Return every line of the material below that contains the word "hatch", matching case exactly.

* Records shown *
⁂
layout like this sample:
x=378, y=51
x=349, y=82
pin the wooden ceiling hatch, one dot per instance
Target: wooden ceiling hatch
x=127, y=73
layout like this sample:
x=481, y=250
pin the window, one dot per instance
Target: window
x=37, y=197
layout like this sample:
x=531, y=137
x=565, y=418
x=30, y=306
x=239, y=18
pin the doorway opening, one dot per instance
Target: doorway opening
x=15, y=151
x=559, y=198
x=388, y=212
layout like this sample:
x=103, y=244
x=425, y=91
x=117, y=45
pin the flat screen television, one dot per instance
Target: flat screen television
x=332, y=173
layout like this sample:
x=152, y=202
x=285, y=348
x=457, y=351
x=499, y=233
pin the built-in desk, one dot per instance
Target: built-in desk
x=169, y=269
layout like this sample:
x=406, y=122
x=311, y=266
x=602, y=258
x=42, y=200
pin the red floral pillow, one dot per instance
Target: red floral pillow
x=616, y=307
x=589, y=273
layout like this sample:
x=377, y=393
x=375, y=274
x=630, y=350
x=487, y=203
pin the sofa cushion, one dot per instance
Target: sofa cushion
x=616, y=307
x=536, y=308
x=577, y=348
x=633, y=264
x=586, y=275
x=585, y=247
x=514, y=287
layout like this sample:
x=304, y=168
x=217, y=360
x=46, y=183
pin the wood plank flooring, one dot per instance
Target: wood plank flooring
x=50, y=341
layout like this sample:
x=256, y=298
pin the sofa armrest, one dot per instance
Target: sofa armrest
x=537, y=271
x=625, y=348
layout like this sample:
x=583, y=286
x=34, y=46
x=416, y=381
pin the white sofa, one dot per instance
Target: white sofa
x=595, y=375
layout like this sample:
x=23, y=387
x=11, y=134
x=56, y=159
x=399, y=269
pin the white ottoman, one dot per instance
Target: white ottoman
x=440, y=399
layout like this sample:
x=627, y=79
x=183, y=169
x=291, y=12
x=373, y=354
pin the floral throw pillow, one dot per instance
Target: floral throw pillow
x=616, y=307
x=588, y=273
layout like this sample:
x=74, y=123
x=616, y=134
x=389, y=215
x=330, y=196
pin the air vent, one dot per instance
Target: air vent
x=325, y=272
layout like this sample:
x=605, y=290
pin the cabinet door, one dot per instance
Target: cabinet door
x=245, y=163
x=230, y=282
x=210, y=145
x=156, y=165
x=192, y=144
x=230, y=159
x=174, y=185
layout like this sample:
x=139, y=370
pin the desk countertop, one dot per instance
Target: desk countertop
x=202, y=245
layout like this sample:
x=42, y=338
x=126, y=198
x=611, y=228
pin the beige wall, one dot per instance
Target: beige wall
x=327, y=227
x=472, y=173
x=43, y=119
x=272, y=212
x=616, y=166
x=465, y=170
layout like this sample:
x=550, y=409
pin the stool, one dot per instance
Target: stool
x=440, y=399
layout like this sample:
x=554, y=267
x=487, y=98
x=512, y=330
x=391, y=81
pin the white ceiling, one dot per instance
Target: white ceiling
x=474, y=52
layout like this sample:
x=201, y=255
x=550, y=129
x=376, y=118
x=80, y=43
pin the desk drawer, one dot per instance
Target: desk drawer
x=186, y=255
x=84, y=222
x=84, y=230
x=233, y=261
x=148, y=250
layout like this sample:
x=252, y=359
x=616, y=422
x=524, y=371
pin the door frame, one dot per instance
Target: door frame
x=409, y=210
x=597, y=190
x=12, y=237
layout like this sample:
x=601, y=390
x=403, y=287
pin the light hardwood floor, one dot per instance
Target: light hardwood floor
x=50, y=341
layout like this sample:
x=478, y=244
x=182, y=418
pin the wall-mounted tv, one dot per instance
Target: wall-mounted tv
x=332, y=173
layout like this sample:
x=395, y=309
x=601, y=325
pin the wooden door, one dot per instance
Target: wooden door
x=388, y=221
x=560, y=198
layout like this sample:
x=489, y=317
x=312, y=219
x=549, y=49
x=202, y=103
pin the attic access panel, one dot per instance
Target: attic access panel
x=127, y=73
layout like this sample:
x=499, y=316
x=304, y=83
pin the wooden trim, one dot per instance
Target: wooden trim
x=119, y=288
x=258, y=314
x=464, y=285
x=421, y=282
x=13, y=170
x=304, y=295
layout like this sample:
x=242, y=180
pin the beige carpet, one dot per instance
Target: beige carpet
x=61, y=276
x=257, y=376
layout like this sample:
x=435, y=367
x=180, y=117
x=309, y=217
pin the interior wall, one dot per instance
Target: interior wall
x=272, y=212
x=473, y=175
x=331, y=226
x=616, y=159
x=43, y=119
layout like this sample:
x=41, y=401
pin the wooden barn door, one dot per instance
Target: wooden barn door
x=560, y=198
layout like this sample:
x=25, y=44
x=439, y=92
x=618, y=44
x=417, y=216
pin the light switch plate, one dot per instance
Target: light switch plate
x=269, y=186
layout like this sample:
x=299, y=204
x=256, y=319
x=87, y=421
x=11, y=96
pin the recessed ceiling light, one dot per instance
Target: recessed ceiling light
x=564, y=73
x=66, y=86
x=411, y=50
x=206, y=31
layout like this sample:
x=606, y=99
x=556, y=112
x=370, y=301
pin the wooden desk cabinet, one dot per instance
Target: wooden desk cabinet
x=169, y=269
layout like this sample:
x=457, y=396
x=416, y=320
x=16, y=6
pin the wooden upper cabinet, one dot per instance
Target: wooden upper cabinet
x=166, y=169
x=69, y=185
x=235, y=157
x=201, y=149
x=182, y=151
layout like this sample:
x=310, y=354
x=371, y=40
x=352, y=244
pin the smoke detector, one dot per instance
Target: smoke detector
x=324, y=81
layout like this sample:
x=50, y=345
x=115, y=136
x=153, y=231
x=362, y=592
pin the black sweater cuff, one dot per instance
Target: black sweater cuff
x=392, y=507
⁂
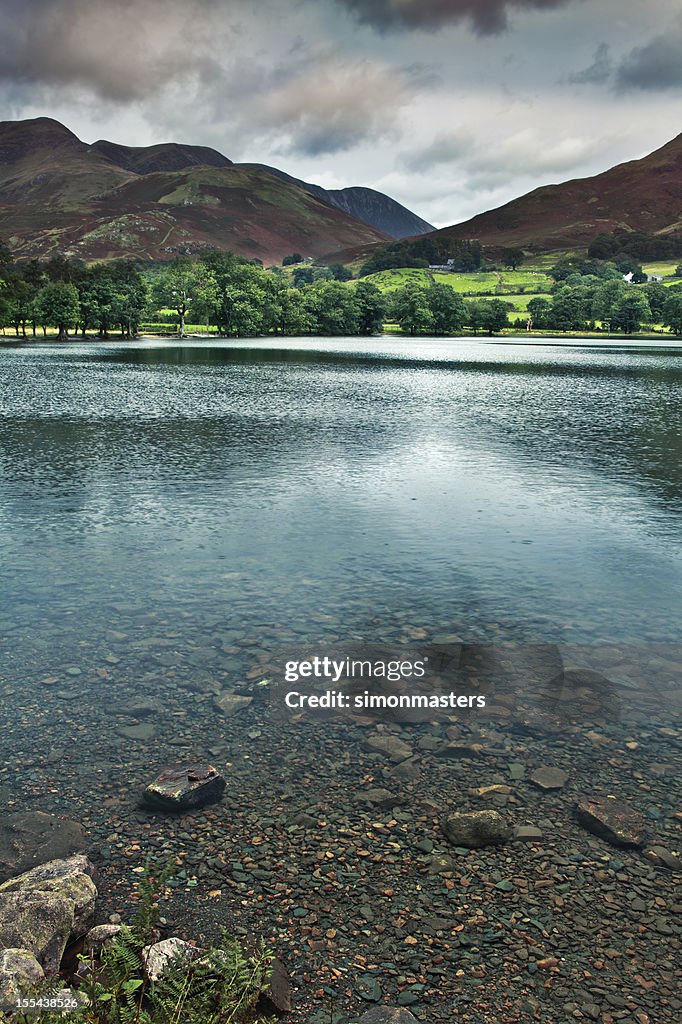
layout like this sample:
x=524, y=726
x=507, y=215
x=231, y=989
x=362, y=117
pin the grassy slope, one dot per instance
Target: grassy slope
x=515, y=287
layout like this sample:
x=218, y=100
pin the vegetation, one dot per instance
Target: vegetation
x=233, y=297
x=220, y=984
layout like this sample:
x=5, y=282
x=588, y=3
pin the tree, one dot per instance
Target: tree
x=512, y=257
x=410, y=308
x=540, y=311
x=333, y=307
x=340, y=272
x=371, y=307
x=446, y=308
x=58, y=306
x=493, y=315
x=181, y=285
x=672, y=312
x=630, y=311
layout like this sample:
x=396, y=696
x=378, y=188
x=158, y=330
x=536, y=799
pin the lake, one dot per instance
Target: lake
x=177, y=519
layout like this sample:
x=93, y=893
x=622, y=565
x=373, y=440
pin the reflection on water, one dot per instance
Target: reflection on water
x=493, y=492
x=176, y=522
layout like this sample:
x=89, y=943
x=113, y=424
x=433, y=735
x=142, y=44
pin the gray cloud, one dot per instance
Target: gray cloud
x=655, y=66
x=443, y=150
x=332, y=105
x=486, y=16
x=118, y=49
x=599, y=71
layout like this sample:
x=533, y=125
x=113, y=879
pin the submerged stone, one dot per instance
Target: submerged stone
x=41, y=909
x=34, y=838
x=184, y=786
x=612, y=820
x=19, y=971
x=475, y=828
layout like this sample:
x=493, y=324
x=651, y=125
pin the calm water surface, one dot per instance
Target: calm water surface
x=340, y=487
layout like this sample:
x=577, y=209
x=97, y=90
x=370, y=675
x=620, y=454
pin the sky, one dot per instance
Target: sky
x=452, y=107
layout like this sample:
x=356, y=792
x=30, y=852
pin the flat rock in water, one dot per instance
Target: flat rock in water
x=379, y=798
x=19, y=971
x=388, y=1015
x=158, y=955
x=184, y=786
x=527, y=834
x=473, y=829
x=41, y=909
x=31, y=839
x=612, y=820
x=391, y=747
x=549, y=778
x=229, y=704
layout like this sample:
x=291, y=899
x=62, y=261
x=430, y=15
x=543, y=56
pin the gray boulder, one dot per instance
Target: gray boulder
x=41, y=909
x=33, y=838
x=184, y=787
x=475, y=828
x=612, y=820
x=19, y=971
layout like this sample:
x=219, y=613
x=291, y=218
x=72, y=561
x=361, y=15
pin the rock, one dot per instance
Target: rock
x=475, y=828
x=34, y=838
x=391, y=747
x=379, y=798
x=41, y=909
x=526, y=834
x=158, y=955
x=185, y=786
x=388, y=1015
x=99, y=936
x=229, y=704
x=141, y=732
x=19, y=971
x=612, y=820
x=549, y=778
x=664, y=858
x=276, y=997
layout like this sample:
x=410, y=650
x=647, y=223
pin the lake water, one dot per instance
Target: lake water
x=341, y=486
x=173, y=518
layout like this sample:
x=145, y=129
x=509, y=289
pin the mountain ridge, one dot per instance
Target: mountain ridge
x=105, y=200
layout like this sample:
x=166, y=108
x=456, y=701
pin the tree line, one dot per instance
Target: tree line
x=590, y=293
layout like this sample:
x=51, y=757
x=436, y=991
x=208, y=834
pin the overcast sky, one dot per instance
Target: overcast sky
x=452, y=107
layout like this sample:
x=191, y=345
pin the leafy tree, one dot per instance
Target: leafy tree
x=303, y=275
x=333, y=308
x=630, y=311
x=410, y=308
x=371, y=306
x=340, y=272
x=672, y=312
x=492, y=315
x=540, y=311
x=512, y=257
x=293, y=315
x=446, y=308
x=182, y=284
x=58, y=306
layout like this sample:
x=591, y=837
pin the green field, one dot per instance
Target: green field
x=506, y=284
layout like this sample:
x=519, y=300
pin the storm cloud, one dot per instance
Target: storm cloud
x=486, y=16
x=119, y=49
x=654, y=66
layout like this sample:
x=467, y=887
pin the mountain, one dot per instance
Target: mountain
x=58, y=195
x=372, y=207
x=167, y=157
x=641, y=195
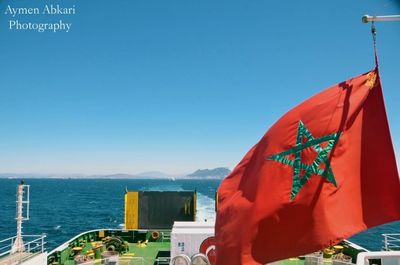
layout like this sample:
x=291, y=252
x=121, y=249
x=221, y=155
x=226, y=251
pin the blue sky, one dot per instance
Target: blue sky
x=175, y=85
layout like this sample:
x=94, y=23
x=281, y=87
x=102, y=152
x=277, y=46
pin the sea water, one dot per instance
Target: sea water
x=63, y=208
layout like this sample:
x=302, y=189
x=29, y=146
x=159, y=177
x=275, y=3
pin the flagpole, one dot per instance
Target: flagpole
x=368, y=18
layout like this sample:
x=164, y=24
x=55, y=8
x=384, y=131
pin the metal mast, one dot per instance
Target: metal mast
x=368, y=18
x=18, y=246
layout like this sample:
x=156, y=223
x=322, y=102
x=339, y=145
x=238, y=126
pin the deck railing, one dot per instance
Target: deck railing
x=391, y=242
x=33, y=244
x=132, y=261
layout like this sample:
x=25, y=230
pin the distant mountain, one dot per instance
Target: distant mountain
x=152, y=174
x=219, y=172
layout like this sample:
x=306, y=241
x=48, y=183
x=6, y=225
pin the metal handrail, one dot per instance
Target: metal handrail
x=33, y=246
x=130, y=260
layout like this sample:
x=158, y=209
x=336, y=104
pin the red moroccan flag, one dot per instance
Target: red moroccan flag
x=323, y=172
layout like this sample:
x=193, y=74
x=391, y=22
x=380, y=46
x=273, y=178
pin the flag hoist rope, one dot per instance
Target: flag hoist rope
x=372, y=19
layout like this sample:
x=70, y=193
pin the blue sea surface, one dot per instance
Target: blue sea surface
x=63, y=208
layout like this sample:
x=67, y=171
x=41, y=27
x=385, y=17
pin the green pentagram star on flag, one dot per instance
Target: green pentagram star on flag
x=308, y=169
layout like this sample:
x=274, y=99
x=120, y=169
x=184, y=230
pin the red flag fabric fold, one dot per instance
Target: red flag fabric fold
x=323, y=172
⁂
* Finished task *
pin the wooden ceiling hatch, one dot per instance
Target: wooden ceiling hatch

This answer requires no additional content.